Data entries
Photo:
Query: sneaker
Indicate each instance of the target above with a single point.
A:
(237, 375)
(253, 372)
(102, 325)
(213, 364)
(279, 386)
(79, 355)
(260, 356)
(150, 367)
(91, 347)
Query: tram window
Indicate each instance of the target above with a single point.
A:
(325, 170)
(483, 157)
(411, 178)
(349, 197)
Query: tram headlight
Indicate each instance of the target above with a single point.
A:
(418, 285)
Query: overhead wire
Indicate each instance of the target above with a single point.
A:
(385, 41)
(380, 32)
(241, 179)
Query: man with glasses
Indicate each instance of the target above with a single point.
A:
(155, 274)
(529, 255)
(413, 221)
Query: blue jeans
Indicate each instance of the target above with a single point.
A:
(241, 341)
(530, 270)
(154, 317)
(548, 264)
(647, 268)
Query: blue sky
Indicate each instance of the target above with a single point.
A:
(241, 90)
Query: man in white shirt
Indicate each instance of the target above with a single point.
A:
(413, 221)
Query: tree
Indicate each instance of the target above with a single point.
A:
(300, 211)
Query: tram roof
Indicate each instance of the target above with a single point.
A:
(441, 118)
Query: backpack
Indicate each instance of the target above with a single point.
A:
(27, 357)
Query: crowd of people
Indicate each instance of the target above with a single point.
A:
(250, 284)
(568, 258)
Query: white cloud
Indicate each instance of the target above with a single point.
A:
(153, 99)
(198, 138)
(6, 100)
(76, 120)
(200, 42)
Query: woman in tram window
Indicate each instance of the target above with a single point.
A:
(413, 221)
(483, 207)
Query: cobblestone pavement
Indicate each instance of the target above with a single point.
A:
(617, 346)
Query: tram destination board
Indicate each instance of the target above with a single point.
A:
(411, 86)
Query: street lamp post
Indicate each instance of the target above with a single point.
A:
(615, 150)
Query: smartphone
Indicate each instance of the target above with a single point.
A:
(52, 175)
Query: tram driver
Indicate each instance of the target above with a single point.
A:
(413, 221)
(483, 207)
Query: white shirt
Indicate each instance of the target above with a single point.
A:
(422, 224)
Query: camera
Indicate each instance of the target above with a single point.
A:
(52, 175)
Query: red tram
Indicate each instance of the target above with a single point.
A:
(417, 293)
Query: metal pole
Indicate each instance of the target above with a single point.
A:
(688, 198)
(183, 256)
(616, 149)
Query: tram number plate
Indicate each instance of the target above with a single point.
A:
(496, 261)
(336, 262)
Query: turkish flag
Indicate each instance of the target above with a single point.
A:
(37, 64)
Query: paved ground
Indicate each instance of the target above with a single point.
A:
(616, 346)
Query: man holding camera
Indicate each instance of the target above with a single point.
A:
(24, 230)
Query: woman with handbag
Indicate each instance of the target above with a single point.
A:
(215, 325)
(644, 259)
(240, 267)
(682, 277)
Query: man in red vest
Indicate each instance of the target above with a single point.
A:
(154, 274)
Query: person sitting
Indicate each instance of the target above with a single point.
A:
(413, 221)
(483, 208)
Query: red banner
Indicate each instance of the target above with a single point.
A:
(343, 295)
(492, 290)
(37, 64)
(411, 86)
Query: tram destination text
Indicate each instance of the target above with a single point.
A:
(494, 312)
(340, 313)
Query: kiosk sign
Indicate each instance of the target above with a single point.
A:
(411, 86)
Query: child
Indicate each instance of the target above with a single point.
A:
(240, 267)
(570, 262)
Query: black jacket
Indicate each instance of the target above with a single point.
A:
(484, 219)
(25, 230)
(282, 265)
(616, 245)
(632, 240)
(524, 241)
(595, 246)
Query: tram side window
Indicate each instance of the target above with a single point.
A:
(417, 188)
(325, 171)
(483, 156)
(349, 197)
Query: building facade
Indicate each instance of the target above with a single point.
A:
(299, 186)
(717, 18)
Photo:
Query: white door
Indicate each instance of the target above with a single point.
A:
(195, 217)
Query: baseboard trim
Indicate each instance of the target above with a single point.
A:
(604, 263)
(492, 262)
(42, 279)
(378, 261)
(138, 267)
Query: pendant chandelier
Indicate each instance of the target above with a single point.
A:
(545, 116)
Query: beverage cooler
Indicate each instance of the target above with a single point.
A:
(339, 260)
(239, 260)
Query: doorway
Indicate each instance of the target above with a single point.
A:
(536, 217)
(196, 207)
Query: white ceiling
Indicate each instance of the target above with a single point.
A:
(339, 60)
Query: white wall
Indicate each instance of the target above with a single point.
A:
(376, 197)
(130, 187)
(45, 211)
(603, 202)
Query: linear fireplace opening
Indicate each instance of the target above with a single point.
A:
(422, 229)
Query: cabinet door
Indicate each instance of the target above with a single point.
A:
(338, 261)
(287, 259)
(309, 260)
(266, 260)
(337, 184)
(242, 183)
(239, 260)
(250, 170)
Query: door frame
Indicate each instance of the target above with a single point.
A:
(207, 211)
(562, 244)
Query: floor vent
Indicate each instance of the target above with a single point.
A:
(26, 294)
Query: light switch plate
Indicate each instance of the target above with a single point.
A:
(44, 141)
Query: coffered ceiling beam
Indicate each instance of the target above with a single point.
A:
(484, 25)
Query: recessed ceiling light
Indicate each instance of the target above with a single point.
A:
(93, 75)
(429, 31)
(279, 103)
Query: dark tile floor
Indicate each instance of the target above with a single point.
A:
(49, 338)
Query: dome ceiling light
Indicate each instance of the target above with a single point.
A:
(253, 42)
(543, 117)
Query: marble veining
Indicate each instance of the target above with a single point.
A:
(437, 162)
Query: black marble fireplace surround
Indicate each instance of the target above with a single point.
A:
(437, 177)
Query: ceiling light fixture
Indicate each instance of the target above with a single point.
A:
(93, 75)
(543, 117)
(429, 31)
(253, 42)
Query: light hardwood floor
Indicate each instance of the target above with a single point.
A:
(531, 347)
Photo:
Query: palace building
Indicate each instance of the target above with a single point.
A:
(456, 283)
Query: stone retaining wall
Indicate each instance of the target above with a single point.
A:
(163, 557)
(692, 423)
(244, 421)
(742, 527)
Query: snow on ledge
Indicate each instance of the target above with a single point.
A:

What you are asked to do
Retrieve all lines from the data that contain the string "woman".

Result of this task
Query: woman in tram window
Query: woman with handbag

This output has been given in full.